Richiesta scritta 1: Cambia "bugiardo" in "mentitore" nel passo sulla testimonianza di Dio, poi riporta il tratto che va da "Se accettiamo la" fino a "e assurdità immisurabile.".

Testo citato:
Se accettiamo la testimonianza degli uomini, la testimonianza di Dio è superiore: e questa è la testimonianza di Dio, che egli ha dato riguardo al proprio Figlio”. La testimonianza dell’amore del Padre è quella di avere inviato (4,14) e dato (Gv 3,16) il Figlio per la salvezza del mondo.
Chi crede nel Figlio di Dio, ha questa testimonianza in sé”. Chi crede nel Figlio, è forte della testimonianza data da Dio, che è Amore.
Chi non crede a Dio, fa di lui un bugiardo, perché non crede alla testimonianza che Dio ha dato riguardo al proprio Figlio”. La testimonianza di Dio è di una forza infinita, avendo inviato e dato, quale vittima di espiazione, il Figlio venuto nella carne. Rifiutare tale testimonianza è fare di Dio un bugiardo e ciò è di una gravità e assurdità immisurabile.
E la testimonianza è questa: Dio ci ha donato la vita eterna e questa vita è nel suo Figlio”. Giovanni aggiunge che il Figlio ha operato la salvezza dalla morte dando la “vita eterna”, che è posseduta da chi accoglie il Figlio.

Dati disponibili:
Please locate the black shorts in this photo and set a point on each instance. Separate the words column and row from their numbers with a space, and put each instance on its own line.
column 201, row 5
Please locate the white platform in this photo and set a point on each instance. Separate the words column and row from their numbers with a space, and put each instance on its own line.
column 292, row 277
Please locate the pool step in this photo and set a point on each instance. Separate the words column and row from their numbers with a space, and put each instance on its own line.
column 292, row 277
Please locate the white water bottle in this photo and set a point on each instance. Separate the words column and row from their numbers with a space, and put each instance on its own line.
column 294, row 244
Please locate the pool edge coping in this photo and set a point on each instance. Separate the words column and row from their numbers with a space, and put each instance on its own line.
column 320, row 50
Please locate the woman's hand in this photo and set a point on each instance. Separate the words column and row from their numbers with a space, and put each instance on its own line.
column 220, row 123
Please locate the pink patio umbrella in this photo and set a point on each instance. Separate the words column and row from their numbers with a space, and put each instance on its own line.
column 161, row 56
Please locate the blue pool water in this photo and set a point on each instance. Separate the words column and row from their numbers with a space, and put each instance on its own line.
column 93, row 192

Richiesta scritta 2: Cita senza alcuna modifica le righe dell'elenco che vanno da quella contenente "Please locate the pool edge" fino a quella contenente "column 220, row 123", entrambe incluse.

Risposta corretta 1:
Se accettiamo la testimonianza degli uomini, la testimonianza di Dio è superiore: e questa è la testimonianza di Dio, che egli ha dato riguardo al proprio Figlio”. La testimonianza dell’amore del Padre è quella di avere inviato (4,14) e dato (Gv 3,16) il Figlio per la salvezza del mondo.
Chi crede nel Figlio di Dio, ha questa testimonianza in sé”. Chi crede nel Figlio, è forte della testimonianza data da Dio, che è Amore.
Chi non crede a Dio, fa di lui un mentitore, perché non crede alla testimonianza che Dio ha dato riguardo al proprio Figlio”. La testimonianza di Dio è di una forza infinita, avendo inviato e dato, quale vittima di espiazione, il Figlio venuto nella carne. Rifiutare tale testimonianza è fare di Dio un mentitore e ciò è di una gravità e assurdità immisurabile.

Risposta corretta 2:
Please locate the pool edge coping in this photo and set a point on each instance. Separate the words column and row from their numbers with a space, and put each instance on its own line.
column 320, row 50
Please locate the woman's hand in this photo and set a point on each instance. Separate the words column and row from their numbers with a space, and put each instance on its own line.
column 220, row 123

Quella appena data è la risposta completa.